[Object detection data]
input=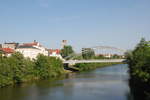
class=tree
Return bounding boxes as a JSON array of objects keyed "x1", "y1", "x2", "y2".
[{"x1": 61, "y1": 45, "x2": 74, "y2": 59}]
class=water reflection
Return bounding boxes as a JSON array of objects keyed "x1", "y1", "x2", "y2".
[{"x1": 0, "y1": 64, "x2": 131, "y2": 100}]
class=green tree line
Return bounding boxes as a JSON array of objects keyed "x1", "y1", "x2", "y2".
[
  {"x1": 0, "y1": 52, "x2": 64, "y2": 87},
  {"x1": 126, "y1": 38, "x2": 150, "y2": 100}
]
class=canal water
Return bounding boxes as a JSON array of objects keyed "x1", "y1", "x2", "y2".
[{"x1": 0, "y1": 64, "x2": 131, "y2": 100}]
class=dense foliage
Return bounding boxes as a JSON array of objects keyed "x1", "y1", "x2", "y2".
[
  {"x1": 0, "y1": 52, "x2": 64, "y2": 87},
  {"x1": 126, "y1": 38, "x2": 150, "y2": 100}
]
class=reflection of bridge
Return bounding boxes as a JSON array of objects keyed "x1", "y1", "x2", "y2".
[{"x1": 63, "y1": 59, "x2": 125, "y2": 65}]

▸ What you will do: Reproduce every line of the records above word for word, omitting the picture.

▸ Exercise output:
input=
class=tree
Return bounding boxes as a JSON array of objects keyed "x1", "y1", "x2", "y2".
[{"x1": 61, "y1": 45, "x2": 74, "y2": 59}]
class=water reflection
Return bounding boxes as a JSON array of objects keyed "x1", "y1", "x2", "y2".
[{"x1": 0, "y1": 64, "x2": 131, "y2": 100}]
class=green tree line
Return bounding boxes as a JSON array of objects keyed "x1", "y1", "x2", "y2".
[
  {"x1": 0, "y1": 52, "x2": 64, "y2": 87},
  {"x1": 126, "y1": 38, "x2": 150, "y2": 100}
]
class=canal water
Return bounding boxes as a JSON array of objects keyed "x1", "y1", "x2", "y2".
[{"x1": 0, "y1": 64, "x2": 131, "y2": 100}]
class=dense foliage
Return bounding boxes as a JSON array of objects keyed "x1", "y1", "x2", "y2".
[
  {"x1": 0, "y1": 52, "x2": 64, "y2": 87},
  {"x1": 126, "y1": 38, "x2": 150, "y2": 100}
]
class=reflection of bridge
Return bounding boxes as a JSON array of objects keyed "x1", "y1", "x2", "y2".
[{"x1": 63, "y1": 59, "x2": 125, "y2": 65}]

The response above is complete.